## PASSAGE SHOWN
Series:
Essay #4:
Synopsis:
Self
Monkey
The self is always switched on, mind is moving; and in people, it moves in circles within the internal monologue
Aquinas was right: life is movement. All living beings are alive and Sauron’s Eye never stops looking. When the mind isn’t absorbed in something, it doesn’t switch off, no, the mind keeps moving and finding new things to pay attention to. If I’m reading something good, my mind is all-in. If I’m reading something boring, my mind goes elsewhere. The mind is movement and it must move, and when given nowhere good to go, the mind runs down the old, familiar pathways within the internal monologue.
I believe the self is always switched on in a living being, with awake being one mode and sleep the other. When my dogs are awake, I can see it in their eyes, then they get bored and go to sleep. When bored, we people don’t sleep; we talk to ourselves. We people have imagination (lots of it) so when there’s nothing to do, our minds wander over diverse lands. And because we have language (lots of it), we have the internal monologue, which always seems so engrossing to the person inside the monologue but tiresome to others when voiced aloud.
I talk to myself when washing the dishes. If I’m having angry loops, menial labor is a curse. My mind goes round and round and the monkey runs free. A bad internal monologue is a monkey. Everybody’s got something to hide except for me and my monkey (Beatles White Album).
In conversation (especially about politics), monkey makes regular appearances. I can see monkey in the faces of my friends and loved ones, and I know they see monkey in my face. Most of the time, monkey is an angry monkey. I want to limit monkey’s contributions to the show, but monkey doesn’t like being controlled. When I pray, monkey cuts the prayer off right in the middle because he’s bored. I’ve met meditators who seem at war with their internal monologue. It’s a battle to the death: they meditate hours each day trying to silence the monkey and monkey keeps talking.
After decades of observing monkey, I believe he’s an autonomous personality with his own will. I recall the movie, Return of the Pink Panther, when Inspector Clouseau comes upon a blind street musician with an accordion and a little performing monkey. The Inspector demands to see the musician’s “license that permits the playing of a musical instrument in a public place for the purpose of commercial enterprise.”
Musician: Commercial enterprise?
Clouseau: Yes, you play that thing and people give you the money.
Musician: People give the monkey the money.
Clouseau: It is the same.
Musician: Oh, not at all, monsieur. I am a musician and the monkey is a businessman. He doesn’t tell me what to play, and I don’t tell him what to do with his money.
Clouseau: Monsieur, don’t try to be funny with me. It’s your monkey therefore it’s your money.
Musician: He lives with me but he is not my monkey. One day I came home and found him sitting in the living room. I let him stay but he pays for his own room and board.

## DATA TO EXAMINE
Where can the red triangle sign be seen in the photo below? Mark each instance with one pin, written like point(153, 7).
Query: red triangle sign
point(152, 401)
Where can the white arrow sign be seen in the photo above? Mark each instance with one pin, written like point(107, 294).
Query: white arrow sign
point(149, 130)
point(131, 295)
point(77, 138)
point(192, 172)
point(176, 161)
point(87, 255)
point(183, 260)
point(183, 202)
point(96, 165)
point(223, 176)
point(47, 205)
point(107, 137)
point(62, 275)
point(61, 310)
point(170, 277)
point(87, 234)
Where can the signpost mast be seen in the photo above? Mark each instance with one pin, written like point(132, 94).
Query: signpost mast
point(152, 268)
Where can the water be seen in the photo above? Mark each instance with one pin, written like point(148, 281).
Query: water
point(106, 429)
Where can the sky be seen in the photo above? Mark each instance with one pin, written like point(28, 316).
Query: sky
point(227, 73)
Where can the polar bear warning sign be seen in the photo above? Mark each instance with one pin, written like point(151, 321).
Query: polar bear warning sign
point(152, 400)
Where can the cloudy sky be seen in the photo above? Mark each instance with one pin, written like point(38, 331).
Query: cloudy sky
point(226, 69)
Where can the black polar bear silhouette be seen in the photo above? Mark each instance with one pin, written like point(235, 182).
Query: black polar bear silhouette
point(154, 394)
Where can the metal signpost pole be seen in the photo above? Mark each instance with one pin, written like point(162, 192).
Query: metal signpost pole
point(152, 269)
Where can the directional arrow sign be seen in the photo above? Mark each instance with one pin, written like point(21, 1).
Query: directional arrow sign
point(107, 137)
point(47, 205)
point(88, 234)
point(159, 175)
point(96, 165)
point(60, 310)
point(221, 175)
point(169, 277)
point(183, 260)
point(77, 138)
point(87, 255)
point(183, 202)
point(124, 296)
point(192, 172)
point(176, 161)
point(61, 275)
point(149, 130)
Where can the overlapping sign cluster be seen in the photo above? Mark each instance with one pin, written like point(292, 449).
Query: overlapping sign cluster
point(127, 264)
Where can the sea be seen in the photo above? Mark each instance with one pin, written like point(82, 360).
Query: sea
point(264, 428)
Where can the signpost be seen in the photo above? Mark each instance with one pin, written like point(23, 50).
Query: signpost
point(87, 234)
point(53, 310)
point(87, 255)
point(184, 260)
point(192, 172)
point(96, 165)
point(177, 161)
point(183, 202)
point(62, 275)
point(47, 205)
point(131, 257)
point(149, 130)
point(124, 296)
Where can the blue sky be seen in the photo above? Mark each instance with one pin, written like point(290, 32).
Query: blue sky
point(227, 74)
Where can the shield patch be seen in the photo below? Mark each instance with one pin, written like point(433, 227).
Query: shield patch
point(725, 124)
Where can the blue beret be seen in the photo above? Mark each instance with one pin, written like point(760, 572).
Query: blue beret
--
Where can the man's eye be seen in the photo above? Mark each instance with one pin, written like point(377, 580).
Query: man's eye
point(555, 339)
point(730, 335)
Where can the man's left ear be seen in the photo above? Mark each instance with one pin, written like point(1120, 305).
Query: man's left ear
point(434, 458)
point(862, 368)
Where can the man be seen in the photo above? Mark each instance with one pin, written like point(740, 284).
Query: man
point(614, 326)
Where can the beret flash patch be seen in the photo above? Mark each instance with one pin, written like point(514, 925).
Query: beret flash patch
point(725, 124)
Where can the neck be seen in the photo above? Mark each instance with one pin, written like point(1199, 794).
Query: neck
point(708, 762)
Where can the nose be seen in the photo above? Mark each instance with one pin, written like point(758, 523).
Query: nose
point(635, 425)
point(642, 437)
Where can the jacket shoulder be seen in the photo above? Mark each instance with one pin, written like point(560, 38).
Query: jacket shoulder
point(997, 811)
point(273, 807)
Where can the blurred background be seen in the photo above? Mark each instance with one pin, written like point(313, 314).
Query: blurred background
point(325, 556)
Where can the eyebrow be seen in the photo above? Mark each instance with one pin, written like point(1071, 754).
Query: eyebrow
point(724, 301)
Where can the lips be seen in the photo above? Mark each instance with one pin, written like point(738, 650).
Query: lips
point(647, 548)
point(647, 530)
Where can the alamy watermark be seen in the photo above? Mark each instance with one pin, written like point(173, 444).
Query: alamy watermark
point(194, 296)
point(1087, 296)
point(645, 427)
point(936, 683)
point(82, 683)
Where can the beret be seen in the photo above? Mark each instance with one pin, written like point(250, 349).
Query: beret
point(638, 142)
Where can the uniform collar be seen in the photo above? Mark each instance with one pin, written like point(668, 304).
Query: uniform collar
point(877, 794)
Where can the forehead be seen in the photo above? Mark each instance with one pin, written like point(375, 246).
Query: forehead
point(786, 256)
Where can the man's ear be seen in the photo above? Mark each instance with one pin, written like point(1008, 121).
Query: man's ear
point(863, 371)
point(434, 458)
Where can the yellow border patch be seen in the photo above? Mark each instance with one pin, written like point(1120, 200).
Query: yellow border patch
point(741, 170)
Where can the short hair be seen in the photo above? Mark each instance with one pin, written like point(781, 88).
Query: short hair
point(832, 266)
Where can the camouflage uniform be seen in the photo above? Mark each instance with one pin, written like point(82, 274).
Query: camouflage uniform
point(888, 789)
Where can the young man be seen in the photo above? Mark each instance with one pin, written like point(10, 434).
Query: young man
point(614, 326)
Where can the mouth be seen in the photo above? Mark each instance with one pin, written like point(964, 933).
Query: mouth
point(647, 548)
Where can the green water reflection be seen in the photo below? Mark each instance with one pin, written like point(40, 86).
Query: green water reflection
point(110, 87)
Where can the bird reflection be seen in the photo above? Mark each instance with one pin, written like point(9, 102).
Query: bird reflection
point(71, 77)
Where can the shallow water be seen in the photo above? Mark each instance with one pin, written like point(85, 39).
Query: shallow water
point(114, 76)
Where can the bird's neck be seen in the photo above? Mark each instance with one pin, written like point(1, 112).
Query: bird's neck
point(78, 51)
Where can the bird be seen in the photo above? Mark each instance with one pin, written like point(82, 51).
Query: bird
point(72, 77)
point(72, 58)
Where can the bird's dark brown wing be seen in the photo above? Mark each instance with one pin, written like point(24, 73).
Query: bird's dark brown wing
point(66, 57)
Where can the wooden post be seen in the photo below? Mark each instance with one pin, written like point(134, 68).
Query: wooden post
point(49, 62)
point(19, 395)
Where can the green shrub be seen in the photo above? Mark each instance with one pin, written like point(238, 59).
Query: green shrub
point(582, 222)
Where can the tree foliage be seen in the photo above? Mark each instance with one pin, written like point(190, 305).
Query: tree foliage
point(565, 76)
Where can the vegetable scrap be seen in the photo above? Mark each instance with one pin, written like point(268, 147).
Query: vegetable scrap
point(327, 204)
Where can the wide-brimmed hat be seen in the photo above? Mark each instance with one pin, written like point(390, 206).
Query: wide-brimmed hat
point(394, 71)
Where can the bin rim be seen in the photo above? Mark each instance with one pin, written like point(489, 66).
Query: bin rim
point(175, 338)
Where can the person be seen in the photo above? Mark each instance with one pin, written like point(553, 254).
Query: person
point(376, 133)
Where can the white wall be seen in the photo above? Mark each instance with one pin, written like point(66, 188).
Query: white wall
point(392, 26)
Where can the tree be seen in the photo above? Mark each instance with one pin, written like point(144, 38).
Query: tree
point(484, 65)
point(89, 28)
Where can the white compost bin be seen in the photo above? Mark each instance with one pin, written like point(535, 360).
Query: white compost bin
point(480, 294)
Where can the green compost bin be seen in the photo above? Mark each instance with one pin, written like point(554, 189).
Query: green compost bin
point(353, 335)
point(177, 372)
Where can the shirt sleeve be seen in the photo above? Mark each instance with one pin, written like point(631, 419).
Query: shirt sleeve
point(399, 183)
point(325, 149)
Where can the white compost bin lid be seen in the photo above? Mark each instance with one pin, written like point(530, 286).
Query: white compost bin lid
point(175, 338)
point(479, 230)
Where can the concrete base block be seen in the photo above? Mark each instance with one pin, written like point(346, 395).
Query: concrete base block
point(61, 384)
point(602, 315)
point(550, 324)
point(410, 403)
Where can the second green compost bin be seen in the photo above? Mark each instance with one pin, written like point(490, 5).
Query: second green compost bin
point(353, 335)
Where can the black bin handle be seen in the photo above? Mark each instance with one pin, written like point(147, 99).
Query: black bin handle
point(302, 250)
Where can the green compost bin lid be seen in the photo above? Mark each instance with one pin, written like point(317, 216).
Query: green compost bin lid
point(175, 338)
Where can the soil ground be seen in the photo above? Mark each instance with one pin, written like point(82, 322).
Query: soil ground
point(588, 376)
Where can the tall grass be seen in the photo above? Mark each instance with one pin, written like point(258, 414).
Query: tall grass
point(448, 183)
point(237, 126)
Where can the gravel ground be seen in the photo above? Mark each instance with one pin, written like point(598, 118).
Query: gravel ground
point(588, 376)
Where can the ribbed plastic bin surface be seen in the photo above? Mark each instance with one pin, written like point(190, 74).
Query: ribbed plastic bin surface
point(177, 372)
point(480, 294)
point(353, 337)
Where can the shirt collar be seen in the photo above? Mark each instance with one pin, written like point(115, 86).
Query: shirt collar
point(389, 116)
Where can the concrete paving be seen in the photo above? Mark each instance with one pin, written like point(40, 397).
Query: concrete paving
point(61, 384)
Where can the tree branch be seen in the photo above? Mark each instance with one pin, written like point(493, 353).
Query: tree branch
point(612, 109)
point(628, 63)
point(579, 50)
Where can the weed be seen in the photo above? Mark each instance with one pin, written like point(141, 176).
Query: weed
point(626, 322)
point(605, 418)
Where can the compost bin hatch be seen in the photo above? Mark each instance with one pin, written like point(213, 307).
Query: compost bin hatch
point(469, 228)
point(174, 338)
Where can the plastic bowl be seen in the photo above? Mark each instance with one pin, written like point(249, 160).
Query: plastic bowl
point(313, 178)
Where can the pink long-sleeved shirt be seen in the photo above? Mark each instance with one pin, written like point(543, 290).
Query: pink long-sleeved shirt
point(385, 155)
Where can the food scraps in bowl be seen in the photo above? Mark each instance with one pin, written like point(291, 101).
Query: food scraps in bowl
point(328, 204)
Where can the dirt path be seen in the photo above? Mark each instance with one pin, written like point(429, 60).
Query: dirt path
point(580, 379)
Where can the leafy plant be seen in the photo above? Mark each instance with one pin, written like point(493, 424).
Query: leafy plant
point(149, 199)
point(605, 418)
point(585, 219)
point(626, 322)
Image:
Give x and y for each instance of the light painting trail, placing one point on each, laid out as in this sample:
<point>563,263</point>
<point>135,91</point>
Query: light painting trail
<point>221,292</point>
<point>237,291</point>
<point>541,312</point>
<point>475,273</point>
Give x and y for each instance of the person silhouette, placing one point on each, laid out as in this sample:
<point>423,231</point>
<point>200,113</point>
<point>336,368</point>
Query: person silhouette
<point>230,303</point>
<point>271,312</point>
...
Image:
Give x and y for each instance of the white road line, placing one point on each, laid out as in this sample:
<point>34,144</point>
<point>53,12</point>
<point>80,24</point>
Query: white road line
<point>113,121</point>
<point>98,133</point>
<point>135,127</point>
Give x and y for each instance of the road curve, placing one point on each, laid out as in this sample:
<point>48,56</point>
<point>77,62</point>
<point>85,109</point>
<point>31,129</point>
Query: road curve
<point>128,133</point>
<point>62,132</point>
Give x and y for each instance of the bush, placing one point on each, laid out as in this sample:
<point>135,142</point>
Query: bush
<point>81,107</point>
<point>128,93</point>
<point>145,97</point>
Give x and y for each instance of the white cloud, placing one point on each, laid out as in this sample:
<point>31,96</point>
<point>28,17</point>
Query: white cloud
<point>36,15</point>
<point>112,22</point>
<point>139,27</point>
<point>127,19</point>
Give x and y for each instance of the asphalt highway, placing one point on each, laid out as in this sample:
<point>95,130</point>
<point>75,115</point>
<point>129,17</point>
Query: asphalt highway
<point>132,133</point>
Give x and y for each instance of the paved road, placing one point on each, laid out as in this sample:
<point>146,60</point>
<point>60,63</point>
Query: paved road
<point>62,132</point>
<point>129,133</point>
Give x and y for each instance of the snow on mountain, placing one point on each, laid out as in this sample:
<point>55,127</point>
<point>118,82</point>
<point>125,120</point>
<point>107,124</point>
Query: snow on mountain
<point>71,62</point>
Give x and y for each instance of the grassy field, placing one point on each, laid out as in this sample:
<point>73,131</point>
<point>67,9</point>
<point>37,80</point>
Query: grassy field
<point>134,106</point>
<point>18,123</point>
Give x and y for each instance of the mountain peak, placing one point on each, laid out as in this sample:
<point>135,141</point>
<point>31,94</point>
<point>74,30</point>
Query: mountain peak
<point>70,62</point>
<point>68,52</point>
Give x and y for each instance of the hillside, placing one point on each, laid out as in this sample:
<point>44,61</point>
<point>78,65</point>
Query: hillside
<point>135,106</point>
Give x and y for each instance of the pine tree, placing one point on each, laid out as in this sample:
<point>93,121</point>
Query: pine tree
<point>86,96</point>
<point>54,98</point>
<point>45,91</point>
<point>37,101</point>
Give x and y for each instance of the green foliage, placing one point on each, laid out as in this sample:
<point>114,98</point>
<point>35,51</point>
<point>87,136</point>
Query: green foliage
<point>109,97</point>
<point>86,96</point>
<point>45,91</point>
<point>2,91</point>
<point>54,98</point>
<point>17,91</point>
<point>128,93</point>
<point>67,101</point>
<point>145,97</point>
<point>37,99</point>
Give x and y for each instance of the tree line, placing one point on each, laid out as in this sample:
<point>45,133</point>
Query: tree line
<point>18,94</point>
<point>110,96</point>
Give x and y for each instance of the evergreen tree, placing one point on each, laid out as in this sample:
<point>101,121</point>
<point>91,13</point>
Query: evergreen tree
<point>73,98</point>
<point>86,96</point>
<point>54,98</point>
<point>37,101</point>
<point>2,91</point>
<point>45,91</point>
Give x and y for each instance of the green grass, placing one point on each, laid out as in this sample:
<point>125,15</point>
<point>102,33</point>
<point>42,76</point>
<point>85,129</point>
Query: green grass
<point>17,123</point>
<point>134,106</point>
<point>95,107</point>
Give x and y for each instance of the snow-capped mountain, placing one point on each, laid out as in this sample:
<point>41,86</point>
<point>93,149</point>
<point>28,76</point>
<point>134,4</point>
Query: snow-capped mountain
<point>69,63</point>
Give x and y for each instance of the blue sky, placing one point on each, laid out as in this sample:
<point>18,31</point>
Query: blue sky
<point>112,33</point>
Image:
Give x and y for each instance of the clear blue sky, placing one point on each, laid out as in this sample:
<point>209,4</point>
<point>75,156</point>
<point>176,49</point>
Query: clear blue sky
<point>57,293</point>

## WHAT THE EXERCISE ASKS
Reproduce the essay from "Musician: Oh, not" up to and including "it’s your money.", swapping "businessman" for "merchant". The data has no role in this exercise.

## RESULT BELOW
Musician: Oh, not at all, monsieur. I am a musician and the monkey is a merchant. He doesn’t tell me what to play, and I don’t tell him what to do with his money.
Clouseau: Monsieur, don’t try to be funny with me. It’s your monkey therefore it’s your money.